*Description of the task:* Copy out word for word the part of the records that opens with the line containing "Tag each instance of the blossom" and runs through the end of the records, including both the first and last lines of that part.

··· Data provided

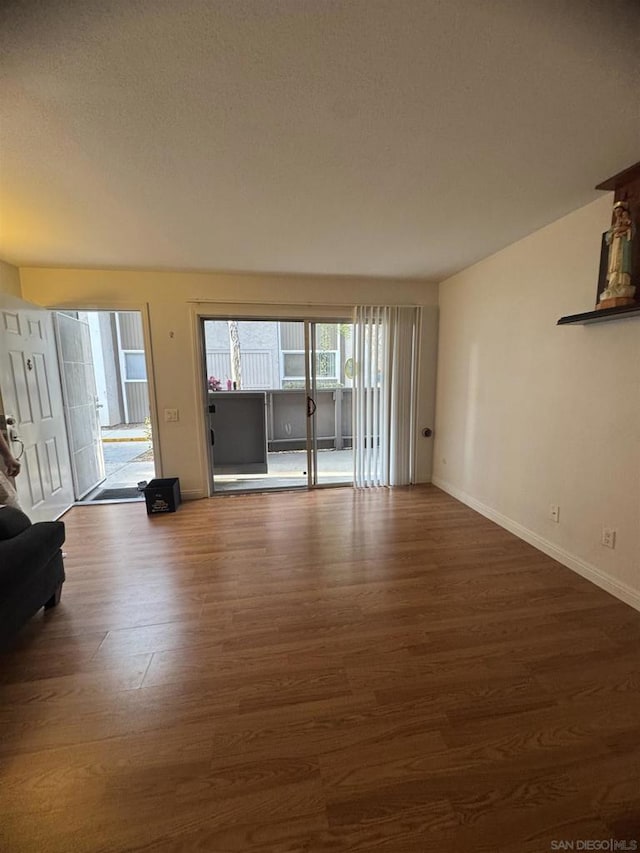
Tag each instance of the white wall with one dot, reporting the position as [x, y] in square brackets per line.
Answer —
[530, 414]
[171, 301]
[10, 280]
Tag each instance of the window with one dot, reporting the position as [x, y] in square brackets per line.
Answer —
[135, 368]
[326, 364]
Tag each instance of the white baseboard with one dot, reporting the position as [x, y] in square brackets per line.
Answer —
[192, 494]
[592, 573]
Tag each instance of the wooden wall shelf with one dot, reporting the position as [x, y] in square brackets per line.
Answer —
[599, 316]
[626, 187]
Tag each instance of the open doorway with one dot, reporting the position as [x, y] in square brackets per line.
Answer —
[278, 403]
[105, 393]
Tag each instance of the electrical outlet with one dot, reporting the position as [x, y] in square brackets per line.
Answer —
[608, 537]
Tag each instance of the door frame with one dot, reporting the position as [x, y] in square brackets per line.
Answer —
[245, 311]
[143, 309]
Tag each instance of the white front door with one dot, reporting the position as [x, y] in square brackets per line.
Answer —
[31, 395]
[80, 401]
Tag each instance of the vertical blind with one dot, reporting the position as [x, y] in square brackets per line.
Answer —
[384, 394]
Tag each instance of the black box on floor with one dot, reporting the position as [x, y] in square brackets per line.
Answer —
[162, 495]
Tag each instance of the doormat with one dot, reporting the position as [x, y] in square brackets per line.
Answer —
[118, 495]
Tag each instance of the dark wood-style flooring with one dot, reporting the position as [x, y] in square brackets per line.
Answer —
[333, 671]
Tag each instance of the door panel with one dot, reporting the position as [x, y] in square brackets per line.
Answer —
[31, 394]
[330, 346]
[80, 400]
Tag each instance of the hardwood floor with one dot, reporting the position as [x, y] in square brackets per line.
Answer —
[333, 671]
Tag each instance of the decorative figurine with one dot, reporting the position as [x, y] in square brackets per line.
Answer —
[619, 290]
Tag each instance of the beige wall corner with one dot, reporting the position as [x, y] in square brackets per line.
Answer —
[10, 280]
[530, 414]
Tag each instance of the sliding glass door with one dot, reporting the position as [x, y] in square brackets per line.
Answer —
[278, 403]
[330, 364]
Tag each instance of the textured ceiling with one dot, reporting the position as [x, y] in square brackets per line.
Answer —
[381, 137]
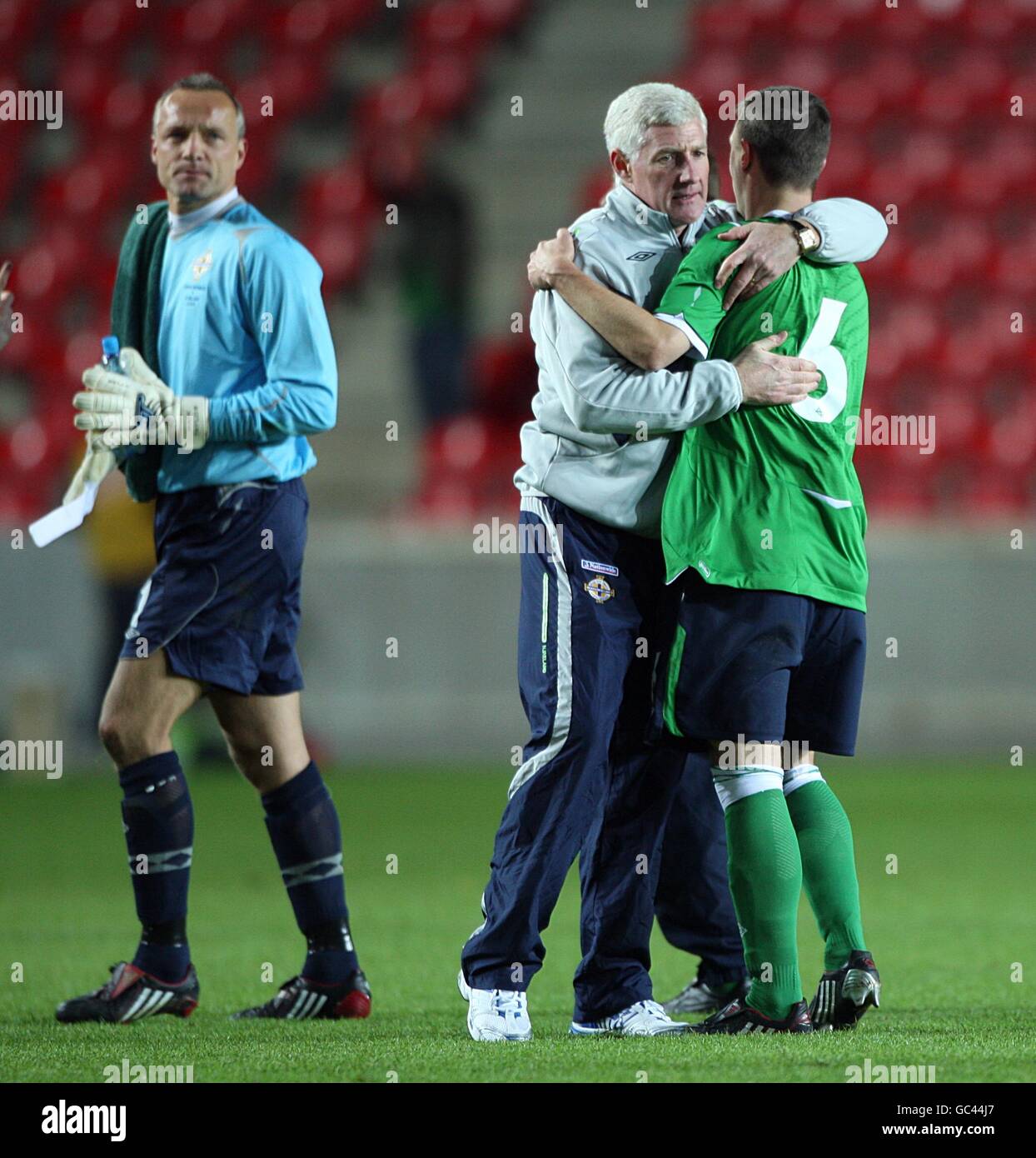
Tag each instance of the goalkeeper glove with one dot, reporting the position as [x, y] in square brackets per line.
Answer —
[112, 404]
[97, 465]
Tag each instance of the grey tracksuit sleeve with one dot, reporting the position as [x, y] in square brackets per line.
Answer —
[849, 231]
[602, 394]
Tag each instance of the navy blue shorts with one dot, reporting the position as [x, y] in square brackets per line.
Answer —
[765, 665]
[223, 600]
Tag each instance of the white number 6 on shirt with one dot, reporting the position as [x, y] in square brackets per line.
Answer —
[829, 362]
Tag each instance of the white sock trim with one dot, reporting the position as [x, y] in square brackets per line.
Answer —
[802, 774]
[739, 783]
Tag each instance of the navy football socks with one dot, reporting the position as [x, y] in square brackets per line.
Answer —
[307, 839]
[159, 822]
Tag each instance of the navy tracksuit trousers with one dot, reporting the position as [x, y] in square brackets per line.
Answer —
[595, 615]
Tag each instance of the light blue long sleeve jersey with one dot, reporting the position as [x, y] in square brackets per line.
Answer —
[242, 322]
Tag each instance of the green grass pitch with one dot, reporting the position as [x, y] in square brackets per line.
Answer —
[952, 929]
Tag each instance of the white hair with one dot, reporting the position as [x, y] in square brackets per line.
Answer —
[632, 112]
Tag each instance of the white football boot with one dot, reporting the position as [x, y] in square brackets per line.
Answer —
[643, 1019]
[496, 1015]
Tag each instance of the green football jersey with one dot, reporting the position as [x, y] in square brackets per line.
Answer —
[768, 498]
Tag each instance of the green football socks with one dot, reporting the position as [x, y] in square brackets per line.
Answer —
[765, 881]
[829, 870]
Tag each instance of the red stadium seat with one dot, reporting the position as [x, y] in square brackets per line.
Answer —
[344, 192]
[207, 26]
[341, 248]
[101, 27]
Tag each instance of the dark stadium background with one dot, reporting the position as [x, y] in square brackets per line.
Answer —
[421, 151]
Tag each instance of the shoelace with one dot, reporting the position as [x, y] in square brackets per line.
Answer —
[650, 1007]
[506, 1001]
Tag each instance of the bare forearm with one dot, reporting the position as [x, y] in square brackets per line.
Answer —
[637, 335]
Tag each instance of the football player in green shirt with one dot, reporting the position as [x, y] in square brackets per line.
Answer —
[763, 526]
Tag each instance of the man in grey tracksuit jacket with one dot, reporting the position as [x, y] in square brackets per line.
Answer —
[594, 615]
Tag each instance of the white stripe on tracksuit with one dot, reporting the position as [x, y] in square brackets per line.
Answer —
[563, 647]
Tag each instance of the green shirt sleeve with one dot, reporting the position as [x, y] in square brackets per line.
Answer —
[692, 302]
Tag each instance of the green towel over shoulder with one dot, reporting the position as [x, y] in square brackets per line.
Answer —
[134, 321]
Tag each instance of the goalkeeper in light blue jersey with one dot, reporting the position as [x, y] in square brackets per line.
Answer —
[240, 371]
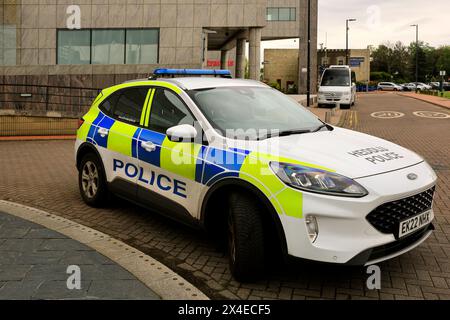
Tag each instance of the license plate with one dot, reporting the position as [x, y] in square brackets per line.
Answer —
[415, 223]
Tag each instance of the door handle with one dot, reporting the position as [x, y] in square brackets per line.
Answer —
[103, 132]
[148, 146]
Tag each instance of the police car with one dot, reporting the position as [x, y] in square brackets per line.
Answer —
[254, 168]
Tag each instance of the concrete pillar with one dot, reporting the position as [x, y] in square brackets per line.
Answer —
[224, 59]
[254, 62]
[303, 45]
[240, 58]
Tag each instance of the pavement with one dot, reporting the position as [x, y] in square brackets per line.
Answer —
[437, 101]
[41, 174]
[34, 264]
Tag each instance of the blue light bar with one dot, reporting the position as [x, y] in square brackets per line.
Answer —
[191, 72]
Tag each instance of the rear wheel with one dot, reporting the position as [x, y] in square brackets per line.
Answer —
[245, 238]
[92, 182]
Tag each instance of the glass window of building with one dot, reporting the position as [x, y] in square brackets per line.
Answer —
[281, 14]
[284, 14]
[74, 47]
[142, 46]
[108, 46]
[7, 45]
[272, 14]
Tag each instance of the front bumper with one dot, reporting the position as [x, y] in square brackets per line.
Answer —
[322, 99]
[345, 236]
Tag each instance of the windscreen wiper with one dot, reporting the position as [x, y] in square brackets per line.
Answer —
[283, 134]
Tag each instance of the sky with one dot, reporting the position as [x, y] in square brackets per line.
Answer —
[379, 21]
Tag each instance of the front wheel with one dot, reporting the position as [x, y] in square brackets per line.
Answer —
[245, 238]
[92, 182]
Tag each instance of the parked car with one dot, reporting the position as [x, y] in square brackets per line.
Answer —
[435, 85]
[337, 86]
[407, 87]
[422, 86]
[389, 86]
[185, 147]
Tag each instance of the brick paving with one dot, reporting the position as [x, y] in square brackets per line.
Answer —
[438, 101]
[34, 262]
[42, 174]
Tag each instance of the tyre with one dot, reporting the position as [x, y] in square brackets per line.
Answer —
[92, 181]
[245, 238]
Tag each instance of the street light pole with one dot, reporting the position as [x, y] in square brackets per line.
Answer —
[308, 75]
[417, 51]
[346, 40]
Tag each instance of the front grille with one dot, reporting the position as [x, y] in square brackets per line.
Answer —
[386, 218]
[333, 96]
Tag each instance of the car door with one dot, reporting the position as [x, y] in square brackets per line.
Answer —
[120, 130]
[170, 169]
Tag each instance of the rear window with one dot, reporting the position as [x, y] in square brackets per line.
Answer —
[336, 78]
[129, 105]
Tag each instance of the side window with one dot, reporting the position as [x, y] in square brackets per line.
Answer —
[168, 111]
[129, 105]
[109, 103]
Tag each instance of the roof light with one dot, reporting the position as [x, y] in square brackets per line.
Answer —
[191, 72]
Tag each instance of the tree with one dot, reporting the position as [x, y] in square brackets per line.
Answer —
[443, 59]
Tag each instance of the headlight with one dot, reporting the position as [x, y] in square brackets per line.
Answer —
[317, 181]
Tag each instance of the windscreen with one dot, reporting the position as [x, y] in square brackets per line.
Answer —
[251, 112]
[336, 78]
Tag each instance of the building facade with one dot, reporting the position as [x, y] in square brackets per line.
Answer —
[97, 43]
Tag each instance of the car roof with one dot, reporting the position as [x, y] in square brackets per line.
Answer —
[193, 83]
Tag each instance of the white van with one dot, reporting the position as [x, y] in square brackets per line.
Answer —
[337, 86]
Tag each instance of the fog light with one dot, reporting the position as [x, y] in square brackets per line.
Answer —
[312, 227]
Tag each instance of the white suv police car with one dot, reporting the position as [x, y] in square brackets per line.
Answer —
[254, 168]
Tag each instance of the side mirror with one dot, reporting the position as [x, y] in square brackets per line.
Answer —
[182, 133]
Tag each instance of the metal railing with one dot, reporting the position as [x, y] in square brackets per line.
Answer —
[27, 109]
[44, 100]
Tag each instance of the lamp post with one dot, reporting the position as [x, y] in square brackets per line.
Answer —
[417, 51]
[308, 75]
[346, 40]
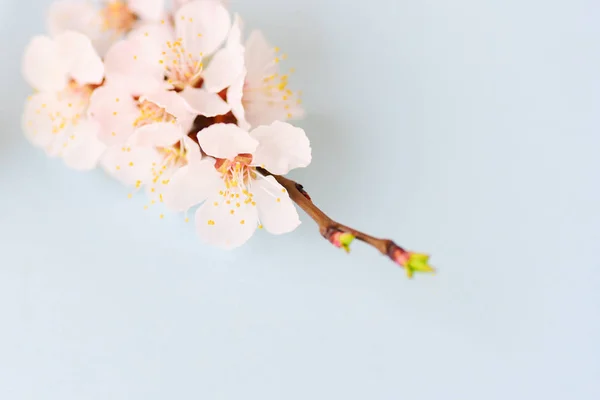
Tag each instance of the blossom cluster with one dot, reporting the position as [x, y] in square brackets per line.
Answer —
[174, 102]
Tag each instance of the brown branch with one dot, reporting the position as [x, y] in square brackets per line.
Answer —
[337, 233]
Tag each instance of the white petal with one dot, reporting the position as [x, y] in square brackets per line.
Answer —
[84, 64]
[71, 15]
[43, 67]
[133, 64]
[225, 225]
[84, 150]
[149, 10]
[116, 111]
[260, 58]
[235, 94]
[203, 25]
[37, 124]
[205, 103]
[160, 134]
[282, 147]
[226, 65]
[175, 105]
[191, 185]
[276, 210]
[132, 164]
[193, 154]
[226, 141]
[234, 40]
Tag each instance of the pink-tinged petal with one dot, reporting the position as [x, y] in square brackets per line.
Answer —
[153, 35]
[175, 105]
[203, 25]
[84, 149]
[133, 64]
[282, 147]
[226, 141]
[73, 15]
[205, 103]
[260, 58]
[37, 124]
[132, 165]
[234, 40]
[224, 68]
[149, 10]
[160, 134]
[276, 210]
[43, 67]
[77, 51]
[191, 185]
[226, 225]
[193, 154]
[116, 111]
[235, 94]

······

*Exercise solution:*
Tag each instance of the blossom cluster with one dot, reporting the position as [x, y] in square brackets per line.
Answer —
[174, 102]
Tag each instance of the brown branch with one dot, reporting the position as [x, y] in square brackets per line.
Answer —
[337, 233]
Tag each instance of the white petal with one dot, reporting the position as [x, y] in square brackets per line.
Answer —
[84, 64]
[71, 15]
[43, 67]
[133, 64]
[225, 225]
[84, 150]
[149, 10]
[116, 111]
[260, 58]
[235, 94]
[203, 25]
[37, 124]
[205, 103]
[160, 134]
[282, 147]
[226, 65]
[175, 105]
[191, 185]
[276, 210]
[132, 164]
[193, 154]
[226, 141]
[234, 40]
Tag each instance of the pink-tinged petal with one dot, reporting the position as [x, y] in square brackets per line.
Answer —
[153, 35]
[175, 105]
[203, 25]
[84, 149]
[133, 64]
[282, 147]
[226, 141]
[73, 15]
[205, 103]
[260, 58]
[37, 124]
[132, 165]
[234, 40]
[224, 68]
[149, 10]
[160, 134]
[276, 210]
[43, 67]
[77, 51]
[191, 185]
[226, 225]
[193, 154]
[116, 111]
[235, 94]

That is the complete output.